SELECTED TEXT:
▽
The economy of Mauritius has traditionally been dominated by a single cash crop, sugar cane. More than half the cultivated land is planted with sugar cane; sugar and molasses make up 30 per cent of export earnings. Other crops include tea, peanuts, tobacco, and vegetables.

B   Manufacturing

Manufactured goods include refined sugar and sugar by-products, fertilizers, beverages, electronic components, leather goods, and clothing. The textile industry boomed during the 1980s and 1990s, and tourism became increasingly important.

C   Currency and Banking

The monetary unit of Mauritius is the Mauritian rupee of 100 cents (25.80 rupees equalled US$1; early 2004). The central bank is the Bank of Mauritius.

D   Transport

Mauritius is served by Sir Seewoosagur Ramgoolam International Airport, 48 km (30 mi) to the south-east of Port Louis. The national carrier is Air Mauritius, which is partly state owned. There are around 1,000 km (620 mi) of paved roads in the country.


From 1968 to 1991, Mauritius was a constitutional monarchy with executive power nominally vested in the British monarch, as represented by a governor-general. In March 1992, however, the country became a republic and the governor-general assumed presidential powers. Cassam Uteem was president from July 1992 to February 2002, and was elected for five-year terms by the National Assembly. The National Assembly has 62 members elected by popular vote, plus 4 other members chosen from the losing political parties by an election commission. The head of government is the prime minister, who presides over the Council of Ministers.
△
ITEMS:
▽
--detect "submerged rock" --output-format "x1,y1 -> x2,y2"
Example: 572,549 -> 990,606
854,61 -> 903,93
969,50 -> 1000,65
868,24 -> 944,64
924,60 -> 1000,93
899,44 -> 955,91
△
OBJECTIVES:
a - In the text on the economy of Mauritius, replace "textile industry" with "garment industry" and write out the passage that begins at the words "B   Manufacturing" and stops after "in the country.".
b - According to the text on Mauritius, how far is Sir Seewoosagur Ramgoolam International Airport from Port Louis, and in which direction?
c - Carry on the text on Mauritius past its last sentence.

EXPECTED OUTPUTS:
a -
B   Manufacturing

Manufactured goods include refined sugar and sugar by-products, fertilizers, beverages, electronic components, leather goods, and clothing. The garment industry boomed during the 1980s and 1990s, and tourism became increasingly important.

C   Currency and Banking

The monetary unit of Mauritius is the Mauritian rupee of 100 cents (25.80 rupees equalled US$1; early 2004). The central bank is the Bank of Mauritius.

D   Transport

Mauritius is served by Sir Seewoosagur Ramgoolam International Airport, 48 km (30 mi) to the south-east of Port Louis. The national carrier is Air Mauritius, which is partly state owned. There are around 1,000 km (620 mi) of paved roads in the country.

b - It is 48 km (30 mi) to the south-east of Port Louis.

c -
A   Health and Welfare

Almost all of the population has access to health services, clean water, and sanitation. There were 1,176 people per doctor in 1995 and an infant mortality rate of 16 deaths per 1,000 live births in 2004. Around 8 per cent of government expenditure was spent on health care in 2001.

B   International Organizations

Mauritius is a member of the United Nations (UN), the Commonwealth of Nations, and the African Union.


Although it has been settled for less than 400 years, Mauritius was probably visited by the Arabs before the 10th century, the Malays in the 15th century, and the Portuguese in the early 1500s. It was occupied in 1598 by the Dutch, who named it after Maurice of Nassau, then stadtholder or chief magistrate of the Netherlands. The Dutch left in 1710, and in 1715 the French took possession, renaming it Île de France. It was captured by the British in 1810 during the Napoleonic Wars and was formally ceded to Britain in 1814. To offset the labour problem arising from abolition of slavery in the British Empire, the planters were allowed to import indentured labourers from India, and since 1861 the population has been mainly Indian.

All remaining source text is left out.